* Instrucciones *
**a.** Indica si cada afirmación concuerda con el texto sobre el cooperativismo de vivienda. Para cada una, responde sí o no y cita literalmente las palabras que lo deciden. (i) El Sub-Director de ese primer período fue el Dr. Luis Carlos Silveira. (ii) El decreto que reglamentó el sistema cooperativo fue el más breve de todos. (iii) Los Fondos Sociales no contaban con ninguna ley previa.
**b.** Por favor, reproduce el fragmento del texto sobre el cooperativismo de vivienda desde "En pocos meses, prácticamente" hasta "Luis Carlos Silveira.".

* Texto proporcionado *
────────────────────────────────────────

El nacimiento de los I.A.T.

Una  de  las  innovaciones  más  importantes  que  introdujo  la  Ley  de  Vivienda  de  1968 (13.728),  fue  sin  duda  la  institucionalización  del cooperativismo  como sistema de producción de vivienda.  Lo  que  hasta  entonces  existía  solamente  como  experiencias  piloto  (los  programas pioneros  de  Isla  Mala,  Salto  y  Fray  Bentos)  pasó  a  tener  un  marco  jurídico  y  una  línea  de financiamiento que crearon las bases de un formidable desarrollo.

En pocos meses, prácticamente desde la nada y contando solamente con la experiencia que habían  generado  aquellos  programas  piloto  más  los  antecedentes  que  se  tenía  de  otros  países donde existían iniciativas de algún modo similares, debió armarse  todo un complejo andamiaje, sin
el cual no era posible que el nuevo sistema se pusiera en marcha. Debió traducirse entonces en decretos, reglamentaciones e instructivos lo que sólo existía en unas pocas cabezas: el principal impulsor  de  la  Ley,  desde  luego,  el  diputado  y  arquitecto  Juan  Pablo  Terra,  sus  más  cercanos colaboradores,  entre  los  cuales  el  Dr.  Oscar  Bruschera,  y  luego  el  primer  Director  Nacional  de Vivienda, el Arq. Ildefonso Arostegui, y el Sub-Director de ese período, el Dr. Luis Carlos Silveira.

Es que el sistema cooperativo era absolutamente nuevo, cosa que no sucedía con otros que también  se  incluían  en  la  Ley:  mientras  del  Sistema  Público  y  la  Promoción  Privada  existían antecedentes numerosos que sólo había que adaptar; mientras los Fondos Sociales ya tenían una Ley y un decreto reglamentario muy explícito, el cooperativismo, en cambio, estaba realmente en pañales. No es casualidad, por lo tanto, que de los decretos que reglamentaron la Ley de Vivienda
el más exhaustivo y extenso haya sido el 633/69, correspondiente al Capítulo X de la Ley, que tiene que ver con el sistema cooperativo.

────────────────────────────────────────

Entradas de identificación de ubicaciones
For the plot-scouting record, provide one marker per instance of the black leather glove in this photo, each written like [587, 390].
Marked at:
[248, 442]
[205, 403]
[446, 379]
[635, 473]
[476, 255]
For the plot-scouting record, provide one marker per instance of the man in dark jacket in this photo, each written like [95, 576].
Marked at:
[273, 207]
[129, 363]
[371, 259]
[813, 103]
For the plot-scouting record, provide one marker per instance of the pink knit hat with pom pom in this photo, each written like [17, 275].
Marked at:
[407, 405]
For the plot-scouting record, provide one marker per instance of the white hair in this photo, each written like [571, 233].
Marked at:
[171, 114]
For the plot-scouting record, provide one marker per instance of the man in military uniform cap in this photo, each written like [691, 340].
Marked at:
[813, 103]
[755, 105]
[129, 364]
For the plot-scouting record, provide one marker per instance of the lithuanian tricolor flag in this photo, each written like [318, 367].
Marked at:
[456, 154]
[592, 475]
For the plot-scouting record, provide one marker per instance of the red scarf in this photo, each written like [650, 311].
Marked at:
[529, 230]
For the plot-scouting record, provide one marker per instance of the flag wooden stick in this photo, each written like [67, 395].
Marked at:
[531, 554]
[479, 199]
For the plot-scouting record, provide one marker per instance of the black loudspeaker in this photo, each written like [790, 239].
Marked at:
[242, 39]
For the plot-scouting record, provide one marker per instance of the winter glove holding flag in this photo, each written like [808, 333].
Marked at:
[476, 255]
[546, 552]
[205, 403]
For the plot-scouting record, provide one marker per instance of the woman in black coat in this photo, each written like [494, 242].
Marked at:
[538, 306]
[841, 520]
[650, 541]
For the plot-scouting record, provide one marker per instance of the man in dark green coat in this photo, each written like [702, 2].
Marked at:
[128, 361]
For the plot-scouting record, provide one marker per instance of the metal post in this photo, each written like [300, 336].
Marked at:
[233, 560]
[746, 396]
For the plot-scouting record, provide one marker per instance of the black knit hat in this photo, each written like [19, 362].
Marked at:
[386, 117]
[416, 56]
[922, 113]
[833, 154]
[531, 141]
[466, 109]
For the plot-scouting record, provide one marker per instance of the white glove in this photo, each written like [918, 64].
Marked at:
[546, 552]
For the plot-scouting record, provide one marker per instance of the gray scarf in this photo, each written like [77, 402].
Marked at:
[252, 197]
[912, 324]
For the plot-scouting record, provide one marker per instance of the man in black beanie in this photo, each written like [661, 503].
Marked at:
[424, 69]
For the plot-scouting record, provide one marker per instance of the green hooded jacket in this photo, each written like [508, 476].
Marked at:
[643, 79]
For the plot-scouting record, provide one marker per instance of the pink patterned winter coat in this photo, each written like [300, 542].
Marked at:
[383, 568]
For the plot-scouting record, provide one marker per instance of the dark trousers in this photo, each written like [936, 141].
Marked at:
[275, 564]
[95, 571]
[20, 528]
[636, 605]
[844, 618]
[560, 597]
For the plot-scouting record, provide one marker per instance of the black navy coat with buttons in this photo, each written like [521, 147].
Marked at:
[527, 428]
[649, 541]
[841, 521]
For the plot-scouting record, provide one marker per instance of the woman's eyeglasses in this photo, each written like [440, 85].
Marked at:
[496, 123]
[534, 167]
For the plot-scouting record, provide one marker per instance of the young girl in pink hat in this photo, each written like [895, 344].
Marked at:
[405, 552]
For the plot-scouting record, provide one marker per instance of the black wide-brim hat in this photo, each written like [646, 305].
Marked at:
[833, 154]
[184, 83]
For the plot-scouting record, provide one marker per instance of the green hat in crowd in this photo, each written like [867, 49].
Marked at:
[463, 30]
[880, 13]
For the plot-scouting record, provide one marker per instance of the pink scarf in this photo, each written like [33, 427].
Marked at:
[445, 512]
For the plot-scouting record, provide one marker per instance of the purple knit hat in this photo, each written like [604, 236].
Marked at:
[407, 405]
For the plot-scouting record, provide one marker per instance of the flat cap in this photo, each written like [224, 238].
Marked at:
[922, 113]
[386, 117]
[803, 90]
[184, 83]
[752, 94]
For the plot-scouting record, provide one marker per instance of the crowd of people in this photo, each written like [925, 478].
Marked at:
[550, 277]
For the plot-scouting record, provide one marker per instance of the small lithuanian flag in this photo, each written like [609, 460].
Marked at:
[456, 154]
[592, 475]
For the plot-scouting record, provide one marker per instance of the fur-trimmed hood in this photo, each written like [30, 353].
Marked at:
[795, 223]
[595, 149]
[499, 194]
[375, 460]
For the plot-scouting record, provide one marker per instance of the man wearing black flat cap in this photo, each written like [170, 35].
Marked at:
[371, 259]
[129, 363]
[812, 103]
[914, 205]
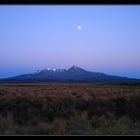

────────────────────────────────────────

* Respuestas completas *
**a.**
(i) Sí: "el Sub-Director de ese período, el Dr. Luis Carlos Silveira."
(ii) No: "el más exhaustivo y extenso haya sido el 633/69, correspondiente al Capítulo X de la Ley".
(iii) No: "los Fondos Sociales ya tenían una Ley y un decreto reglamentario muy explícito".

**b.**
En pocos meses, prácticamente desde la nada y contando solamente con la experiencia que habían  generado  aquellos  programas  piloto  más  los  antecedentes  que  se  tenía  de  otros  países donde existían iniciativas de algún modo similares, debió armarse  todo un complejo andamiaje, sin
el cual no era posible que el nuevo sistema se pusiera en marcha. Debió traducirse entonces en decretos, reglamentaciones e instructivos lo que sólo existía en unas pocas cabezas: el principal impulsor  de  la  Ley,  desde  luego,  el  diputado  y  arquitecto  Juan  Pablo  Terra,  sus  más  cercanos colaboradores,  entre  los  cuales  el  Dr.  Oscar  Bruschera,  y  luego  el  primer  Director  Nacional  de Vivienda, el Arq. Ildefonso Arostegui, y el Sub-Director de ese período, el Dr. Luis Carlos Silveira.